**TEXTO FUENTE**
Artículos y reportajes
Ilustración: Richard MandrachioDislates económicos

Comparte este contenido con tus amigos

La sonrisa es como una liebre escurridiza. Cuando uno más la pretende, queda transformada en una mueca desfavorecida. Mientras tanto, puede provocar apariciones fugaces, como una sensación sugestiva que sólo se asoma. Y aunque uno sea capaz de favorecerlas, crear los ámbitos adecuados para retenerlas, todo eso tiene sus límites. Tampoco vayan a pensar en la utilidad de todo un tratado de la sonrisa. Las grandes teorías, la ciencia o la técnica, no son suficientes para su génesis. Es más, a veces la generan muy a su pesar, cuando no lo pretendían, digamos que por desvaríos técnicos.

No me discutirán la autoridad de J.M. Keynes en la esfera económica. A partir de esa idea, leamos una de sus frases: “Toda producción tiene como último fin satisfacer a los consumidores”. ¡Qué menos, surge la primera sonrisa! Porque en una primera versión, tienen cabida las preguntas, ¿satisfacerlos o provocarlos? ¿Despreciarlos o castigarlos? ¿Tomarles el pelo? ¿Extraerles el zumo a dichos consumidores? ¡Ay! Qué irónica dulzura cuando escucha uno, o lee, eso de la provocación, nada menos, de una satisfacción para el consumidor. ¿Pensarán en eso?

**DATOS DE ORIGEN**
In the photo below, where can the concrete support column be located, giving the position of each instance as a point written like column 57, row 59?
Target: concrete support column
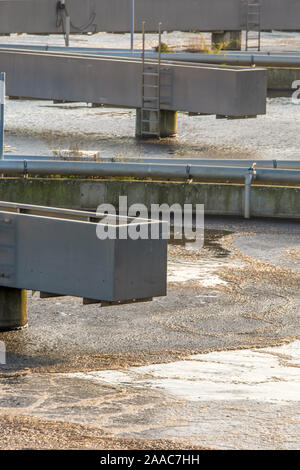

**OBJETIVO**
Transcribe del texto fuente, tal cual, el pasaje que va desde "Artículos y reportajes" hasta "por desvaríos técnicos.". Los datos son material aparte, sin relación con el texto fuente.

**RESULTADO**
Artículos y reportajes
Ilustración: Richard MandrachioDislates económicos

Comparte este contenido con tus amigos

La sonrisa es como una liebre escurridiza. Cuando uno más la pretende, queda transformada en una mueca desfavorecida. Mientras tanto, puede provocar apariciones fugaces, como una sensación sugestiva que sólo se asoma. Y aunque uno sea capaz de favorecerlas, crear los ámbitos adecuados para retenerlas, todo eso tiene sus límites. Tampoco vayan a pensar en la utilidad de todo un tratado de la sonrisa. Las grandes teorías, la ciencia o la técnica, no son suficientes para su génesis. Es más, a veces la generan muy a su pesar, cuando no lo pretendían, digamos que por desvaríos técnicos.